▶ Objective: Starting with the line that contains "Where can you find the small", reproduce each line through the end of the listing below, with no other output.

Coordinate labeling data
◆ ◆ ◆ ◆ ◆ ◆ ◆

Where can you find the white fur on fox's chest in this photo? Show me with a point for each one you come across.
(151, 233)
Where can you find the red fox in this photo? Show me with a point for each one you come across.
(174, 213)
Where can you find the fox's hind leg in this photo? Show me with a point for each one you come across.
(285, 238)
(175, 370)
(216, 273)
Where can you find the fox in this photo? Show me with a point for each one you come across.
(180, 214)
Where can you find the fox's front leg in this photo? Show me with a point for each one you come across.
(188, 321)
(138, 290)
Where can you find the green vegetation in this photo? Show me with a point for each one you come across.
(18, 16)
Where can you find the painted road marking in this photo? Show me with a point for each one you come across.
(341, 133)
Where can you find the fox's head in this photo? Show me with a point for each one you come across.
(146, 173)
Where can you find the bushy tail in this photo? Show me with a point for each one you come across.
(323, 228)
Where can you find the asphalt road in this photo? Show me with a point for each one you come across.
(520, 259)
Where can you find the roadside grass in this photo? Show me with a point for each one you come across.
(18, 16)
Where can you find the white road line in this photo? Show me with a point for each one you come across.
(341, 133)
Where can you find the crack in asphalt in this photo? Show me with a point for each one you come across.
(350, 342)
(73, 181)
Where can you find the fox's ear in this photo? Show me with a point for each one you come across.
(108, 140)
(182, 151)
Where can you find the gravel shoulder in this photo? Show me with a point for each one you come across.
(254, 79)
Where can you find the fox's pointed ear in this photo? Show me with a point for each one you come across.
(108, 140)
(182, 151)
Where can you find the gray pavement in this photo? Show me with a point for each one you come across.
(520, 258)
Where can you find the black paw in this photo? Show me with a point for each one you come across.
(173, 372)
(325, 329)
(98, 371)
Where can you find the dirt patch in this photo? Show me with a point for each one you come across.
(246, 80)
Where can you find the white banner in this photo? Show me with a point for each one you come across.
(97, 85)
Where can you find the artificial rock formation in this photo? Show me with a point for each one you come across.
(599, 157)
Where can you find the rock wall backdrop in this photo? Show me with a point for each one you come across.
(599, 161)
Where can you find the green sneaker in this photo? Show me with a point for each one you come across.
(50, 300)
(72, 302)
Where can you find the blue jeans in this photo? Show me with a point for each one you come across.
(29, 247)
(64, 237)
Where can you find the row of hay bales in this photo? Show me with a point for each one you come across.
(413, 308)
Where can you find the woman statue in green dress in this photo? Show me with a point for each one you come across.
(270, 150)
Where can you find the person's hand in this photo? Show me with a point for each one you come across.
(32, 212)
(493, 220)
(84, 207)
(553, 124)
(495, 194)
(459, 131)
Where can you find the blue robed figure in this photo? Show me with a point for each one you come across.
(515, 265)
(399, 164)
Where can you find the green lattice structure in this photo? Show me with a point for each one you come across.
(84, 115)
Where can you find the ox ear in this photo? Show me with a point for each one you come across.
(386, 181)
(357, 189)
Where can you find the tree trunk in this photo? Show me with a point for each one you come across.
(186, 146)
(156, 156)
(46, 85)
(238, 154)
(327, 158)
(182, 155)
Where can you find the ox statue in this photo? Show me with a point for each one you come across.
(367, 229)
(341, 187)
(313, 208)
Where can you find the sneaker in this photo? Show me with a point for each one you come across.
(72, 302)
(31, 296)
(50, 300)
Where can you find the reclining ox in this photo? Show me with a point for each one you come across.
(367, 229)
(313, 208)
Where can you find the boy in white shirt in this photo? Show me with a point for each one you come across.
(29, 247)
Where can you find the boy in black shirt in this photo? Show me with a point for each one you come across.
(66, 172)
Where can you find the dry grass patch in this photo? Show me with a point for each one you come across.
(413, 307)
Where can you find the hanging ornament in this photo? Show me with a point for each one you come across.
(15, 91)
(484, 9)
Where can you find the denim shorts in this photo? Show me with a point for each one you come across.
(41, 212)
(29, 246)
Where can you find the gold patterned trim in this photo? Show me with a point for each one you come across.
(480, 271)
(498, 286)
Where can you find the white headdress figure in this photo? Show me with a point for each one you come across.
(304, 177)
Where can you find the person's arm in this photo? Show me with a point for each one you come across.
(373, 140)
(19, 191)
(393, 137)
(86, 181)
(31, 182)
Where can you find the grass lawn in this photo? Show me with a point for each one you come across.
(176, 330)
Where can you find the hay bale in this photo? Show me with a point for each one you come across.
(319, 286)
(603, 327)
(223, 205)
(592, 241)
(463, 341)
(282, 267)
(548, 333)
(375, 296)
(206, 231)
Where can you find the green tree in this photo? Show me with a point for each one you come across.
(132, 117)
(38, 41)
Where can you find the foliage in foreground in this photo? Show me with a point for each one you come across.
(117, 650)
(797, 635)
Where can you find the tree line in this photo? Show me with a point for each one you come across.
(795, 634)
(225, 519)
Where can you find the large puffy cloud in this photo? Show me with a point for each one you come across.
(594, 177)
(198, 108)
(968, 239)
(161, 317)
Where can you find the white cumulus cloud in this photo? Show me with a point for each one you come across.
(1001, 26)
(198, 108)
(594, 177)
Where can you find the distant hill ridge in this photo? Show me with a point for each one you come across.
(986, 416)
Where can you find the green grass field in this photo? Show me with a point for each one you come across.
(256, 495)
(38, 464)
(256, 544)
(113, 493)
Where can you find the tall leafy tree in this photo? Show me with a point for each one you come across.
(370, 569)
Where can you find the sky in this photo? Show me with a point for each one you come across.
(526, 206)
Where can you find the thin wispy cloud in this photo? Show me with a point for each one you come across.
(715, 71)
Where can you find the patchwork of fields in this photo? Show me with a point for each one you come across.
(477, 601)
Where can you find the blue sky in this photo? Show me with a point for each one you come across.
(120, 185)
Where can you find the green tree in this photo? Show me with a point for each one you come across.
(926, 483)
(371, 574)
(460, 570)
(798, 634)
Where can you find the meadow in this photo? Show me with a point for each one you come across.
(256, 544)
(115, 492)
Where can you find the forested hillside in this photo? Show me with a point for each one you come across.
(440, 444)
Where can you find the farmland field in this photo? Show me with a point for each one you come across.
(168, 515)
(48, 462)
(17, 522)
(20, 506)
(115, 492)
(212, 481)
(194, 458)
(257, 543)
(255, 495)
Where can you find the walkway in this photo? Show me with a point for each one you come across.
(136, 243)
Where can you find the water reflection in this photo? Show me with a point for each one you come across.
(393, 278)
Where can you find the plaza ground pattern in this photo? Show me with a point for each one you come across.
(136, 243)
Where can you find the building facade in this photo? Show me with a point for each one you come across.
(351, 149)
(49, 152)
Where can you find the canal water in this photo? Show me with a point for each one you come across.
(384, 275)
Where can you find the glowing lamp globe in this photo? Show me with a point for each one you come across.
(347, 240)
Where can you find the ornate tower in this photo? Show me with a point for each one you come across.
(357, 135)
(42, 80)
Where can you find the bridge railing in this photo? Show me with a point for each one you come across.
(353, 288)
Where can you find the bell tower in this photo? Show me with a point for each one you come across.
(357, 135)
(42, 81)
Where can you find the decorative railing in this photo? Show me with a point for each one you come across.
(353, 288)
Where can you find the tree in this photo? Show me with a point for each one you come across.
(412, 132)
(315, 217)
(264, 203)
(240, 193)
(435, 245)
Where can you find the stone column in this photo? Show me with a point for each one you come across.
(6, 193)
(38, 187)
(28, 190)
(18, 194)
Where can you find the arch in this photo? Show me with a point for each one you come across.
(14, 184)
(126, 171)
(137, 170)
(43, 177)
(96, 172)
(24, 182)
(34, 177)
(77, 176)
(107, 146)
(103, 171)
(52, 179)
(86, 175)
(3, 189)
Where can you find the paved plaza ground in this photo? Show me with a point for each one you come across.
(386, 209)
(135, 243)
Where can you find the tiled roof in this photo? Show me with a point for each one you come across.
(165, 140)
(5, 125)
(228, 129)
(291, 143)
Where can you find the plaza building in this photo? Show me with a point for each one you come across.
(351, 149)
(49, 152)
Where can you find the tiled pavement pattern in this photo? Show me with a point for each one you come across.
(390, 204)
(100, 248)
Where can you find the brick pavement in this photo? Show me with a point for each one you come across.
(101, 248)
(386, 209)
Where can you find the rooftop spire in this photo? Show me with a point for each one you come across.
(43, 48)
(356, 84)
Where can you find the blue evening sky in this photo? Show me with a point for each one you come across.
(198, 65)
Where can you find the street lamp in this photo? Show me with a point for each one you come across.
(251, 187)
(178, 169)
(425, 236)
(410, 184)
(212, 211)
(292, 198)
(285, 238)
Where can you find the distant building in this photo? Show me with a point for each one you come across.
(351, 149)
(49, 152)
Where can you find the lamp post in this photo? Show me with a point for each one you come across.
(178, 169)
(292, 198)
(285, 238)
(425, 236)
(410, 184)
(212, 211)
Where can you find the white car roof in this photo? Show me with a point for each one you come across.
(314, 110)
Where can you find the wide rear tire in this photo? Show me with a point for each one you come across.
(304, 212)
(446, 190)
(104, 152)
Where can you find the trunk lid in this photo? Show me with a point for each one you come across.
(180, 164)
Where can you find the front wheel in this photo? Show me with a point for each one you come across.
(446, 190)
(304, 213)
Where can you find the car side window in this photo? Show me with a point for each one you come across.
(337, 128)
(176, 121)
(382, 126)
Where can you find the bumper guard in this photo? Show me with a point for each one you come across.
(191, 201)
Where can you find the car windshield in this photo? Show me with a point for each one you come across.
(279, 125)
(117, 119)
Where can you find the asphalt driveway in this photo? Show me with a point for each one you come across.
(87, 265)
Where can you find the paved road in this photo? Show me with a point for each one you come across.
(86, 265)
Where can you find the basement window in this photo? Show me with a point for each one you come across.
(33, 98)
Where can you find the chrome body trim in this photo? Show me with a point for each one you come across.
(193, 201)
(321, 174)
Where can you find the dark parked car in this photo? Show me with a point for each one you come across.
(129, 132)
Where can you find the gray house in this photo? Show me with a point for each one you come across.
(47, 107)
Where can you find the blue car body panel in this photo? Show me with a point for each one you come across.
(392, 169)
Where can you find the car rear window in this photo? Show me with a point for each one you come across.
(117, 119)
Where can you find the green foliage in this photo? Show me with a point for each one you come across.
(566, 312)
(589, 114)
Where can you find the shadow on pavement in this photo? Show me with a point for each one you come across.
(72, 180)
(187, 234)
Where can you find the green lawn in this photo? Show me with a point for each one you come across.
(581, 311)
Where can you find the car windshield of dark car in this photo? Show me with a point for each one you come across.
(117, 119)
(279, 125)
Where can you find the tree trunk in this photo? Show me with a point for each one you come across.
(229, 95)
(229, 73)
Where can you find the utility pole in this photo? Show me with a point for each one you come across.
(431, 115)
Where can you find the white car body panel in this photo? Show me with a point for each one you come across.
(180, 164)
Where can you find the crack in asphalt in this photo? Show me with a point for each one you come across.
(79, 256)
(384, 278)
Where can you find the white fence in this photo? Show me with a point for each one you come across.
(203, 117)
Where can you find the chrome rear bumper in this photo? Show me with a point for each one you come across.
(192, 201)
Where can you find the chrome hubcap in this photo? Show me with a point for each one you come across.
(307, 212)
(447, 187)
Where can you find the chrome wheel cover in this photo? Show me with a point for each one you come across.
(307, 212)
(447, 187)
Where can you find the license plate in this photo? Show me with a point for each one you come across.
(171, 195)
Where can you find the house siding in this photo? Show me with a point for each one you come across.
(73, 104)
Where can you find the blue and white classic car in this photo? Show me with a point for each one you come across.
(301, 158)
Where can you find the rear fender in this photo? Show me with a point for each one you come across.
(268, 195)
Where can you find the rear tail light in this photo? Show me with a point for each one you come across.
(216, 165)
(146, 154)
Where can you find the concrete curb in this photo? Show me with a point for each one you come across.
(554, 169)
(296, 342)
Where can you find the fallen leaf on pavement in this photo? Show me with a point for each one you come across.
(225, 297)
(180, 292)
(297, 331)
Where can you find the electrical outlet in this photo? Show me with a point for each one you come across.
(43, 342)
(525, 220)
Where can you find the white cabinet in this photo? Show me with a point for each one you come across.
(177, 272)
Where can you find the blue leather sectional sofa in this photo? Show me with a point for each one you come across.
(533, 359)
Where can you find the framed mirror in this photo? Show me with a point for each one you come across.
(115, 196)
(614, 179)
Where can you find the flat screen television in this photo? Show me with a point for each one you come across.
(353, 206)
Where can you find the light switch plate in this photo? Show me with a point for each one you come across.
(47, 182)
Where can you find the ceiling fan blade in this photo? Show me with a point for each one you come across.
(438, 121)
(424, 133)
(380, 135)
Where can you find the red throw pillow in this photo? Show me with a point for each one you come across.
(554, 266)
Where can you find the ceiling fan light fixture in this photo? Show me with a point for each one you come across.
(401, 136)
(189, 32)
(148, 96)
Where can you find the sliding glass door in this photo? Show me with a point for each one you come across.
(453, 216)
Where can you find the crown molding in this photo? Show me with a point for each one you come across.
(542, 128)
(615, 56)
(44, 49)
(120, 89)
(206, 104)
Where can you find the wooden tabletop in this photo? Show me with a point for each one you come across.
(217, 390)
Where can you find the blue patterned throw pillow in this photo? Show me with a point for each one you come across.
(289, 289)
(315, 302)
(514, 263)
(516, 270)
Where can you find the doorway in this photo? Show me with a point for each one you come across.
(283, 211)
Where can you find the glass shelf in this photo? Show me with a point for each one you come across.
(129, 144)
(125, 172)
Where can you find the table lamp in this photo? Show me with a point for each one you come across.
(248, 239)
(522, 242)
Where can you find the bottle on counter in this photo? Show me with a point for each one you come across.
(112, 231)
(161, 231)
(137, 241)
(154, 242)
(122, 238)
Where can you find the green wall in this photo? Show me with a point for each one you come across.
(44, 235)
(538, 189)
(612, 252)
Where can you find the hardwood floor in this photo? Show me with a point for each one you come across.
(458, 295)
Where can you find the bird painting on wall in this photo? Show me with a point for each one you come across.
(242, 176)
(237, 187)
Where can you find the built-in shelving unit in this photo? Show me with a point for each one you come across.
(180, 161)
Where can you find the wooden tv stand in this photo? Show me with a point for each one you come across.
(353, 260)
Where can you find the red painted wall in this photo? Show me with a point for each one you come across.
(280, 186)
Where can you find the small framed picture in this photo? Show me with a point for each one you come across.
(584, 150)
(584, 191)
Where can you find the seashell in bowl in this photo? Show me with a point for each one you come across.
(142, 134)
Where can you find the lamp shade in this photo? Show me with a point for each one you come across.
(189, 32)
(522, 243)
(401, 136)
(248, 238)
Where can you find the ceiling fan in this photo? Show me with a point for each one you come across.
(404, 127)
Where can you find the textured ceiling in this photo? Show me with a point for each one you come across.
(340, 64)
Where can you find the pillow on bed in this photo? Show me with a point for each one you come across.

◆ ◆ ◆ ◆ ◆ ◆ ◆

▶ Answer to the problem:
Where can you find the small framed picture in this photo? Show me with a point for each one you come across.
(584, 150)
(584, 191)
Where can you find the seashell in bowl in this photo? Show me with a point for each one you come across.
(142, 134)
Where can you find the lamp shade in this photo? Show me with a point for each one you come across.
(189, 32)
(522, 243)
(401, 136)
(248, 238)
Where can you find the ceiling fan in this photo? Show me with a point for each one you come across.
(404, 127)
Where can you find the textured ceiling in this photo? Show me with a point for each one you come across.
(340, 64)
Where can you find the pillow on bed in this photo? Show me with a point for each one you come across.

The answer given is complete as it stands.